• Given text:
########################################

ALBUM: The Paul Butterfield Blues Band, ‘Got A Mind To Give Up Living – Live 1966’

GotamindtoBlues is often best experienced live, and the Paul Butterfield Blues Band was as good a live band as anyone of their era. Now, for the first time, we can hear new live work of theirs — 50 years after the event.

Got A Mind To Give Up Living – Live 1966 was recorded in, as the title suggests, 1966, most likely before the release of their East-West album. It’s all previously unreleased tracks, brought to you by the fine folks at Real Gone Music.

It’s not exactly dance or party music. It’s have-on-in-the-background-when-drinking-a-cup-of-coffee music or drive-to-work music. It’s passionate and energetic, but it’s still the rough-yet-refined kind of musicianship that’s appreciated best through contemplation.

The true essence of blues music isn’t as easily felt when listening with crisp, perfect sound; rather, it’s best experienced through scratchy, mediocre recording equipment. If you think that sounds a bit too old fashioned, take a minute to think about how “well-funded blues” is something of any oxymoron.

As such, Real Gone Music had a tough task on their hands, but after listening to Got A Mind To Give Up Living, I’m about ready to definitely file them under “Can Do No Wrong.” They’re able to make it clear, pleasant, and easy to listen to while keeping in just enough of the rawness to keep it authentic.

########################################

• Segmentation dataset material:

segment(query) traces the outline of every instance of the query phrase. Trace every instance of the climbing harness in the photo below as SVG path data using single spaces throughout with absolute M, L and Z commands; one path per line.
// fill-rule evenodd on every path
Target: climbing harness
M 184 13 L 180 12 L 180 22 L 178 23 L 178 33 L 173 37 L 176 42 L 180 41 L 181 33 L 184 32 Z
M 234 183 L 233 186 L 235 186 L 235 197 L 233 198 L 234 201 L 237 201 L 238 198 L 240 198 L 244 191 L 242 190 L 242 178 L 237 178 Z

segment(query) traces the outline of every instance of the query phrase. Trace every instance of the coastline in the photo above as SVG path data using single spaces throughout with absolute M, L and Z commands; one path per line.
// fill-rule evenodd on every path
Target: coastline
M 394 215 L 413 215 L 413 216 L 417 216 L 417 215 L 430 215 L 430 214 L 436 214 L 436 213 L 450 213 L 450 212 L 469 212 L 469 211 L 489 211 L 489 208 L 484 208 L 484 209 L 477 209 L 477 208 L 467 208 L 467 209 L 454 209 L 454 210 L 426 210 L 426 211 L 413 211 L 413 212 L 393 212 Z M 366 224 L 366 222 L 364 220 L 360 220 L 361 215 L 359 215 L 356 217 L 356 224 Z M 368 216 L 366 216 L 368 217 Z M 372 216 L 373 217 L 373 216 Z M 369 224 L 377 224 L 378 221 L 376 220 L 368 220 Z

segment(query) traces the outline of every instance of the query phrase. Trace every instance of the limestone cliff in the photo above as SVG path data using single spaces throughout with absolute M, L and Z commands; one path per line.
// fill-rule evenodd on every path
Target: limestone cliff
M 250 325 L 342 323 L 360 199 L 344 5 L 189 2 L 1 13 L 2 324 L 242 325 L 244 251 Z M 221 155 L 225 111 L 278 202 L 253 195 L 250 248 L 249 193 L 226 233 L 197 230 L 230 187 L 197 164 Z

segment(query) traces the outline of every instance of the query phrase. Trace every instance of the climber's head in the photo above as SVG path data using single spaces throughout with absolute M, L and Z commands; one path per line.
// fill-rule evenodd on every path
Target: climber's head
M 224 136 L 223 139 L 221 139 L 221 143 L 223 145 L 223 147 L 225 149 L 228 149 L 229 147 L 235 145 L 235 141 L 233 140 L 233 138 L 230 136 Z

########################################

• Tasks and exercises:
1. Can you reproduce the album review from "ALBUM: The Paul" to "after the event."?
2. Using the album review, answer each question:
(a) In what year was the album recorded?
(b) Which label is bringing out the previously unreleased tracks?
(c) Which of the band's albums was the recording most likely made before?
3. Can you write the next part of the album review, picking up after its last sentence?
The material plays no part here.

• Answers to each task:
1.
ALBUM: The Paul Butterfield Blues Band, ‘Got A Mind To Give Up Living – Live 1966’

GotamindtoBlues is often best experienced live, and the Paul Butterfield Blues Band was as good a live band as anyone of their era. Now, for the first time, we can hear new live work of theirs — 50 years after the event.

2.
(a) 1966
(b) Real Gone Music
(c) East-West

3.
This isn’t a typical live album, such as The Who’s Live At Leeds or any of the dozens of albums recorded at Budokan. This was recorded at the Unicorn Coffee House in Massachusetts and comes with all the rough edges. It’s a nontraditional sound for live albums, but should be pretty familiar to any fan involved in tape trading or bootlegs. That’s not to say the recording isn’t clear — each instrument is distinct, and the audio was likely taken directly from the board. It’s difficult to find such clear live music from any band of this era, save perhaps the Grateful Dead.

That’s not to say the recording isn’t clear — each instrument is distinct, and the audio was likely taken directly from the board. It’s difficult to find such clear live music from any band of this era, save perhaps the Grateful Dead.

The album’s essence is best summed up by the third track on the album, Butterfield standard “Born In Chicago.” It’s got high energy, high emotion, and it features a killer harmonica and two guitar solos. Make no mistake about it — Paul Butterfield, Elvin Bishop, Mike Bloomfield, Jerome Arnold, Billy Davenport, and Mark Naftalin are students of the blues, and combine their natural virtuosity with a deep understanding of the music at hand.

If you live or die on vocals — which, if you are a Butterfield fan, you probably don’t — this album isn’t for you.  I constantly sing praises of how Real Gone remasters music so well it sounds like it was recorded yesterday, but even the best editors and best equipment on the planet can’t change the subpar recording equipment that was originally used. That said, the blues are only so much about vocals; as the saying goes, they’re not about the notes played, they’re about knowing why each note needs to be played. And that comes across crystal clear.

The star of the album, in the absence of clear vocals, is the musicianship itself.  This is most on display on track eight, “Work Song,” clocking in at 12:33. There’s little-to-no singing, but everyone in the band gets a moment to shine. Organ, guitar, harp, even drums and a bit of bass — each gets a solo, each solo is memorable, and it’s clear how talented an outfit Paul Butterfield put together.

Got A Mind To Give Up Living doesn’t necessarily fill huge gaps in the Paul Butterfield Blues Band discography, but any fan of theirs would do well to pick up this album. It’s raw, authentic, and honest — the blues in  a nutshell — and in a way that’s not always evident on polished EPs.

Get your copy of Got A Mind To Give Up Living is now from Real Gone Music’s online shop.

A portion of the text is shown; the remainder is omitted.